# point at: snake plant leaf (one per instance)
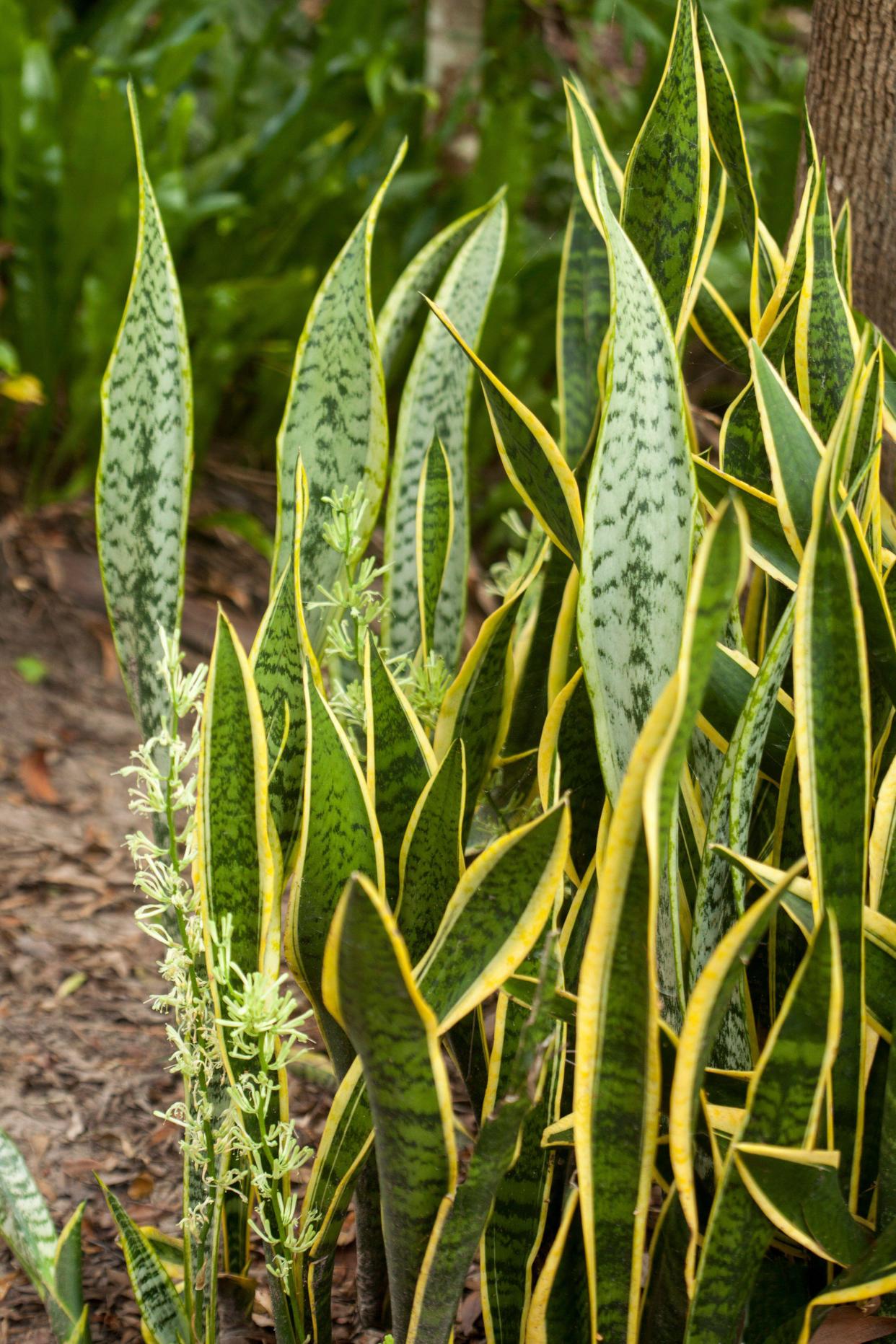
(769, 546)
(478, 702)
(726, 129)
(341, 836)
(640, 517)
(568, 739)
(431, 856)
(399, 760)
(160, 1306)
(335, 416)
(832, 718)
(721, 890)
(495, 917)
(590, 146)
(26, 1225)
(783, 1107)
(235, 864)
(617, 1066)
(437, 402)
(465, 1211)
(66, 1269)
(706, 1012)
(799, 1191)
(825, 336)
(534, 462)
(434, 532)
(584, 317)
(667, 183)
(719, 573)
(419, 277)
(276, 660)
(559, 1306)
(146, 461)
(369, 987)
(514, 1236)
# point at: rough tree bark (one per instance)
(851, 93)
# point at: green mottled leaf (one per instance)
(419, 277)
(667, 183)
(465, 1211)
(335, 414)
(431, 858)
(26, 1225)
(825, 338)
(341, 836)
(155, 1294)
(276, 660)
(721, 892)
(437, 402)
(832, 716)
(399, 760)
(584, 317)
(532, 460)
(640, 510)
(143, 480)
(783, 1105)
(434, 531)
(369, 987)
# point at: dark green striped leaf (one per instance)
(640, 511)
(154, 1292)
(437, 402)
(143, 480)
(369, 987)
(667, 183)
(399, 760)
(434, 532)
(341, 836)
(335, 414)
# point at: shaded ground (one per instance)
(85, 1057)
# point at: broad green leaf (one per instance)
(437, 402)
(832, 716)
(235, 863)
(640, 512)
(514, 1236)
(26, 1225)
(431, 856)
(399, 760)
(783, 1107)
(277, 659)
(726, 129)
(559, 1308)
(465, 1211)
(146, 461)
(532, 460)
(66, 1272)
(667, 182)
(825, 336)
(584, 317)
(434, 532)
(154, 1292)
(719, 574)
(369, 987)
(706, 1012)
(341, 836)
(799, 1191)
(335, 417)
(721, 892)
(422, 273)
(617, 1062)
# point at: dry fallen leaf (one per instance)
(35, 777)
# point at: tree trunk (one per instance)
(851, 93)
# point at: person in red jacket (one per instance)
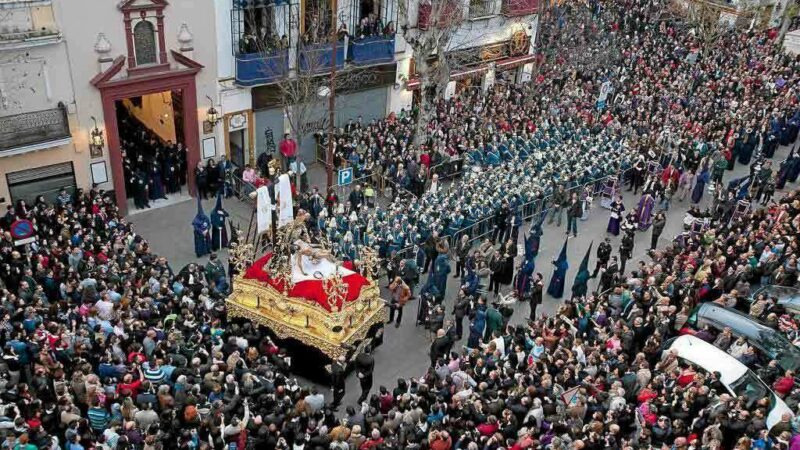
(373, 442)
(783, 386)
(440, 440)
(288, 148)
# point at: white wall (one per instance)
(33, 79)
(225, 61)
(478, 33)
(81, 34)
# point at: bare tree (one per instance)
(429, 33)
(304, 68)
(788, 17)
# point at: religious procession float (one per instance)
(315, 307)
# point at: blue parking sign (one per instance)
(345, 176)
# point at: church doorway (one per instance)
(152, 147)
(169, 96)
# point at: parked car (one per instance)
(735, 376)
(768, 341)
(787, 297)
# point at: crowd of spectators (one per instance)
(105, 346)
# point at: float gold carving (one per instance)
(333, 332)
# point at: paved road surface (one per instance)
(405, 349)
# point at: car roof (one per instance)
(708, 358)
(739, 323)
(787, 296)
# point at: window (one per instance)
(144, 43)
(46, 180)
(316, 21)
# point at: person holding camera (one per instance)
(400, 293)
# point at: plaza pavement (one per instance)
(404, 352)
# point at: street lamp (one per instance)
(212, 115)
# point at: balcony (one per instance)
(520, 7)
(317, 58)
(256, 68)
(37, 130)
(439, 14)
(482, 8)
(372, 50)
(27, 23)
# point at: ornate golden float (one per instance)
(340, 328)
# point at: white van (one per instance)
(737, 378)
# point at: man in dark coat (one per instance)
(441, 346)
(219, 229)
(609, 272)
(356, 198)
(338, 376)
(574, 212)
(603, 255)
(365, 365)
(659, 222)
(537, 286)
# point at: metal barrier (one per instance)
(344, 190)
(394, 190)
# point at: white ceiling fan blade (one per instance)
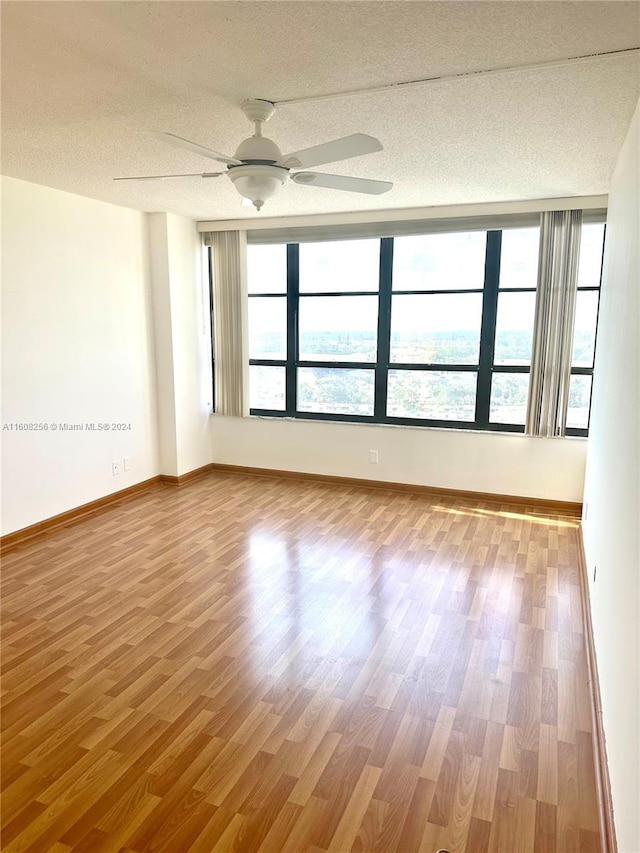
(179, 142)
(329, 152)
(342, 182)
(160, 177)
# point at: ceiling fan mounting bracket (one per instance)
(257, 109)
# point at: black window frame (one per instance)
(484, 370)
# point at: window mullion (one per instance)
(384, 329)
(293, 297)
(488, 327)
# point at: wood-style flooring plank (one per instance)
(256, 665)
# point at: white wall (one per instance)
(612, 494)
(501, 463)
(77, 347)
(183, 343)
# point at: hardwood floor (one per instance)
(252, 664)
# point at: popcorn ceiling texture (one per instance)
(82, 81)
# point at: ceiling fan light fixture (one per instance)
(257, 183)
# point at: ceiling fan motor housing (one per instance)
(258, 149)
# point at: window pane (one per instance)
(335, 390)
(509, 398)
(338, 328)
(436, 329)
(268, 327)
(267, 269)
(266, 387)
(432, 394)
(439, 261)
(584, 334)
(579, 399)
(519, 257)
(345, 265)
(514, 328)
(590, 259)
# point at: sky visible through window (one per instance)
(427, 328)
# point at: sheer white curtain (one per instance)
(229, 250)
(554, 321)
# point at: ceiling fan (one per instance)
(258, 168)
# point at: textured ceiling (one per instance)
(82, 81)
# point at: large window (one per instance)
(431, 330)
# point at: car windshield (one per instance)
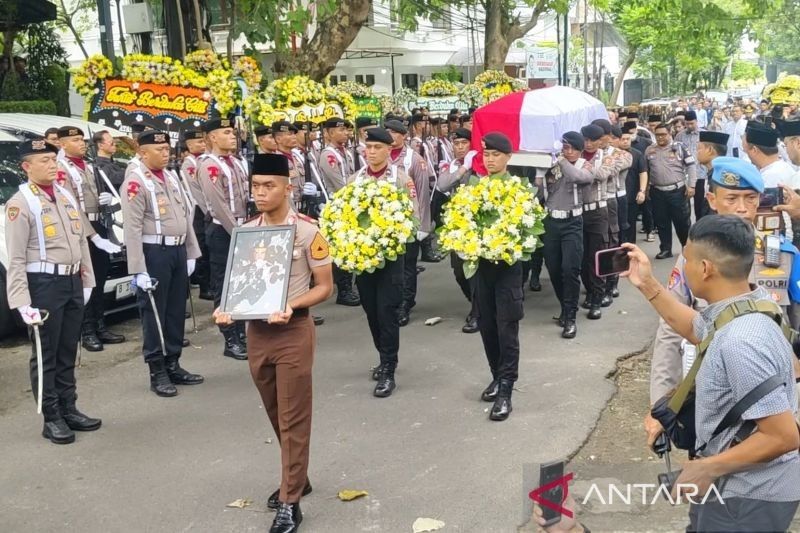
(11, 176)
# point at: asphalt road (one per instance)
(172, 464)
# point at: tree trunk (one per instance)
(621, 76)
(318, 56)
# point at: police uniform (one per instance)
(563, 235)
(281, 357)
(671, 169)
(381, 291)
(161, 245)
(49, 268)
(77, 176)
(224, 181)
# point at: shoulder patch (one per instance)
(319, 247)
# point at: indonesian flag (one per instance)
(535, 120)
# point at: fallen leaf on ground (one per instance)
(349, 495)
(427, 524)
(241, 503)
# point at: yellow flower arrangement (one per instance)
(368, 223)
(496, 219)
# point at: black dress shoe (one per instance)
(490, 392)
(287, 518)
(91, 343)
(107, 337)
(470, 325)
(273, 502)
(570, 329)
(78, 421)
(58, 432)
(179, 375)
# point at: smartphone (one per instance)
(611, 261)
(771, 197)
(549, 472)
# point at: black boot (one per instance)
(502, 403)
(273, 502)
(386, 384)
(55, 427)
(76, 420)
(178, 375)
(106, 336)
(159, 380)
(287, 518)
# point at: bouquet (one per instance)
(368, 223)
(497, 219)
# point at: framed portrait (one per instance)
(257, 275)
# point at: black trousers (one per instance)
(381, 295)
(671, 208)
(467, 286)
(410, 274)
(167, 264)
(62, 296)
(498, 289)
(202, 271)
(563, 255)
(95, 307)
(595, 238)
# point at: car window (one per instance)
(11, 176)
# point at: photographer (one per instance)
(761, 474)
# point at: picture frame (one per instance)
(257, 272)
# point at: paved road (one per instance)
(428, 451)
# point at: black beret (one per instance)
(283, 126)
(270, 165)
(603, 123)
(260, 131)
(395, 126)
(380, 135)
(592, 132)
(463, 133)
(366, 122)
(36, 146)
(153, 137)
(716, 137)
(334, 122)
(217, 124)
(497, 141)
(574, 139)
(69, 131)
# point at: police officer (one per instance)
(282, 347)
(452, 175)
(563, 235)
(382, 290)
(162, 250)
(78, 176)
(498, 289)
(49, 268)
(418, 170)
(223, 178)
(673, 178)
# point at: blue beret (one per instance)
(734, 173)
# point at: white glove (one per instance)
(105, 198)
(310, 189)
(30, 315)
(468, 159)
(105, 245)
(143, 281)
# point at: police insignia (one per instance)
(319, 247)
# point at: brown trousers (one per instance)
(280, 360)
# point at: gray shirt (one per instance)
(743, 354)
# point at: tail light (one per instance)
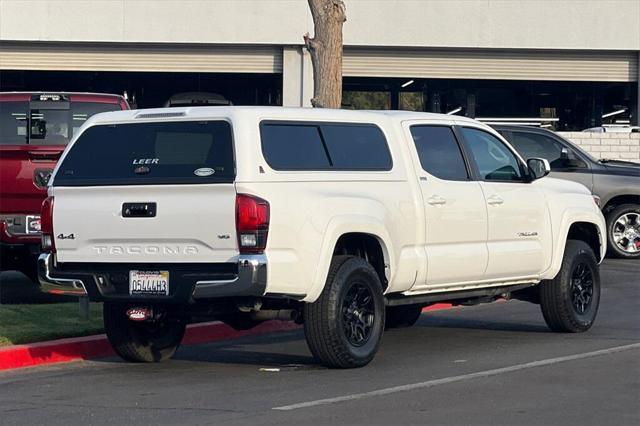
(252, 223)
(46, 225)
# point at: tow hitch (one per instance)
(139, 314)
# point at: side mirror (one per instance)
(538, 167)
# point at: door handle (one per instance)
(436, 200)
(494, 200)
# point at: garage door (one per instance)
(176, 58)
(491, 64)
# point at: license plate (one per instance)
(33, 224)
(149, 283)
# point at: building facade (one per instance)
(565, 64)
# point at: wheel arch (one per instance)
(350, 236)
(578, 225)
(618, 200)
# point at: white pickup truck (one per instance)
(345, 221)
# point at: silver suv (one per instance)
(616, 182)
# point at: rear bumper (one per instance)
(188, 282)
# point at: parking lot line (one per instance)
(453, 379)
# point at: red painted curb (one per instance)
(91, 347)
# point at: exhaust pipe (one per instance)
(280, 314)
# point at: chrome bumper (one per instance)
(251, 280)
(59, 286)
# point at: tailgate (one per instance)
(192, 223)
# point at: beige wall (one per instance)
(548, 24)
(618, 146)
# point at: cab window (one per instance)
(493, 159)
(439, 152)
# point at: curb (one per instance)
(92, 347)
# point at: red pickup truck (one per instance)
(35, 127)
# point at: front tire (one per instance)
(147, 341)
(623, 231)
(344, 326)
(570, 301)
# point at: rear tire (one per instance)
(570, 301)
(146, 341)
(344, 326)
(623, 224)
(402, 316)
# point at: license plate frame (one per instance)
(148, 283)
(32, 224)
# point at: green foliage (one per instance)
(35, 323)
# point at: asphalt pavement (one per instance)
(488, 364)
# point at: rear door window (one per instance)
(494, 160)
(439, 152)
(150, 153)
(324, 146)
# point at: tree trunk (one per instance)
(326, 52)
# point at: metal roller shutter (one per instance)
(491, 64)
(176, 58)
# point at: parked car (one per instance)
(345, 221)
(34, 130)
(613, 129)
(616, 182)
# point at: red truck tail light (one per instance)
(252, 223)
(46, 225)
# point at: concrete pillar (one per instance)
(297, 77)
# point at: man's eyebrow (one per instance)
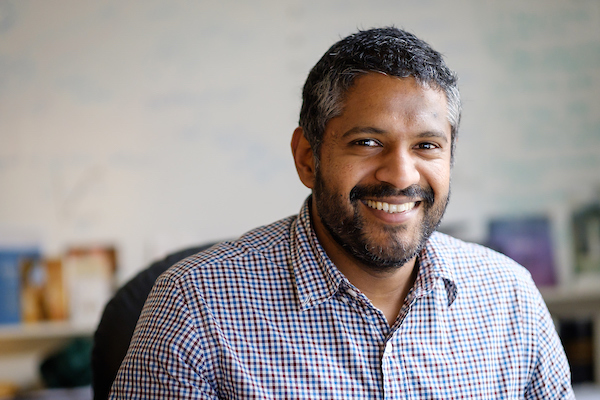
(363, 129)
(434, 134)
(370, 129)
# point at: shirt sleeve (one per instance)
(551, 377)
(165, 358)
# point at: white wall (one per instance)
(158, 124)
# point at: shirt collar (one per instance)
(317, 278)
(432, 266)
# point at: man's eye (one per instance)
(427, 146)
(367, 142)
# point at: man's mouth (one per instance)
(391, 208)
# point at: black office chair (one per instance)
(119, 318)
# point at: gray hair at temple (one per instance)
(390, 51)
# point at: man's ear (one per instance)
(303, 158)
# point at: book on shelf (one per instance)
(12, 263)
(586, 239)
(528, 241)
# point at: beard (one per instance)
(391, 246)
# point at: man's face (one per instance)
(383, 180)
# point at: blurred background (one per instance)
(140, 128)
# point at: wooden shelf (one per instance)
(44, 330)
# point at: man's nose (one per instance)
(398, 168)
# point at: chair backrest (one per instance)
(119, 318)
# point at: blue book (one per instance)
(527, 241)
(11, 261)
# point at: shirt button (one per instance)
(389, 348)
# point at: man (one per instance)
(357, 296)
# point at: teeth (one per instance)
(391, 208)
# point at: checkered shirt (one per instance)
(270, 317)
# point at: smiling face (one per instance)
(383, 178)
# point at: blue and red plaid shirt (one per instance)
(270, 317)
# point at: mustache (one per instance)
(413, 192)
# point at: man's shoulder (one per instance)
(477, 264)
(265, 245)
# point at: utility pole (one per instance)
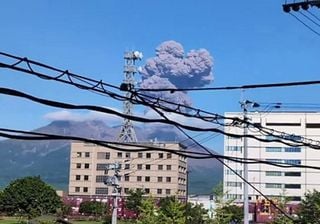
(244, 105)
(114, 181)
(127, 133)
(297, 5)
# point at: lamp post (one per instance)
(244, 105)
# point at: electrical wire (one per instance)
(313, 15)
(16, 93)
(142, 147)
(310, 19)
(102, 90)
(226, 165)
(303, 23)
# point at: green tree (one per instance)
(29, 196)
(225, 212)
(134, 200)
(196, 214)
(280, 218)
(172, 211)
(310, 208)
(94, 208)
(149, 212)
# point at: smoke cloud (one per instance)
(171, 68)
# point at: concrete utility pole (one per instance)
(127, 133)
(114, 181)
(296, 6)
(244, 105)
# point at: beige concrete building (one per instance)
(275, 181)
(158, 173)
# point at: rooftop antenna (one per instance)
(127, 133)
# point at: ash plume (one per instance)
(172, 68)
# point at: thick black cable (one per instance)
(113, 95)
(141, 147)
(16, 93)
(303, 23)
(312, 14)
(226, 165)
(310, 19)
(100, 90)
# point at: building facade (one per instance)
(158, 173)
(274, 181)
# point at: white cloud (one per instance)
(82, 116)
(114, 120)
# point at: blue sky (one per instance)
(251, 42)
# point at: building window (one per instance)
(231, 172)
(234, 184)
(100, 179)
(273, 173)
(273, 149)
(102, 190)
(292, 149)
(234, 148)
(102, 166)
(103, 155)
(292, 174)
(292, 186)
(293, 161)
(273, 185)
(274, 160)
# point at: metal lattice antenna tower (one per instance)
(127, 133)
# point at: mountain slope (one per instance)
(50, 159)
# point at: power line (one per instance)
(303, 23)
(226, 165)
(307, 17)
(143, 147)
(99, 86)
(312, 14)
(311, 143)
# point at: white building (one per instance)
(274, 181)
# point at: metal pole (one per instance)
(115, 207)
(245, 168)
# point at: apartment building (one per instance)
(274, 181)
(158, 173)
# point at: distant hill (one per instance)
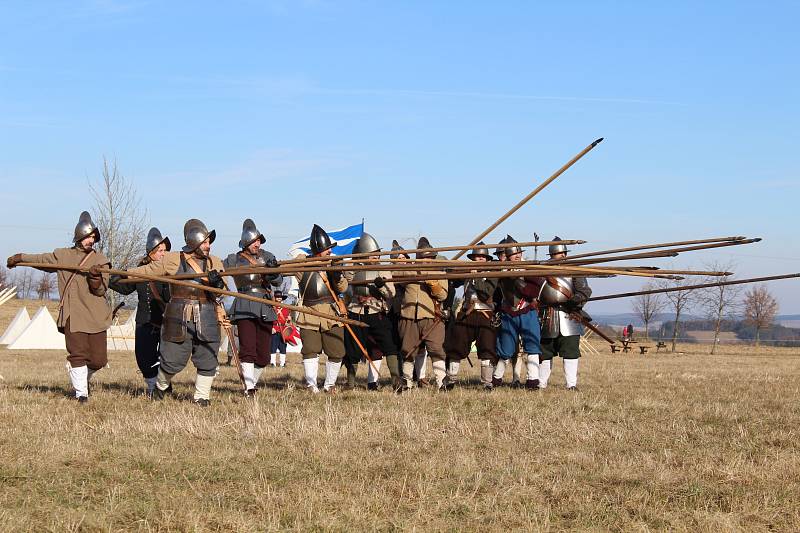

========

Return everything from the line containing "# point at: building window" down to the end of the rows, both ends included, with each line unchanged. Leave the pictures out.

■ **WORKED ANSWER**:
# point at: building window (one per instance)
(231, 172)
(234, 184)
(100, 179)
(273, 173)
(273, 149)
(102, 190)
(292, 149)
(234, 148)
(102, 166)
(103, 155)
(292, 174)
(292, 186)
(293, 161)
(273, 185)
(274, 160)
# point at: metal lattice antenna tower (one per instance)
(127, 133)
# point at: mountain slope (one per instance)
(50, 159)
# point at: power line (one per instance)
(303, 23)
(226, 165)
(307, 17)
(143, 147)
(99, 86)
(312, 14)
(311, 143)
# point at: white building (one per instance)
(274, 181)
# point at: metal pole (one per instance)
(115, 207)
(245, 168)
# point at: apartment building (one per instance)
(274, 181)
(158, 173)
# point at: distant hill (one per instance)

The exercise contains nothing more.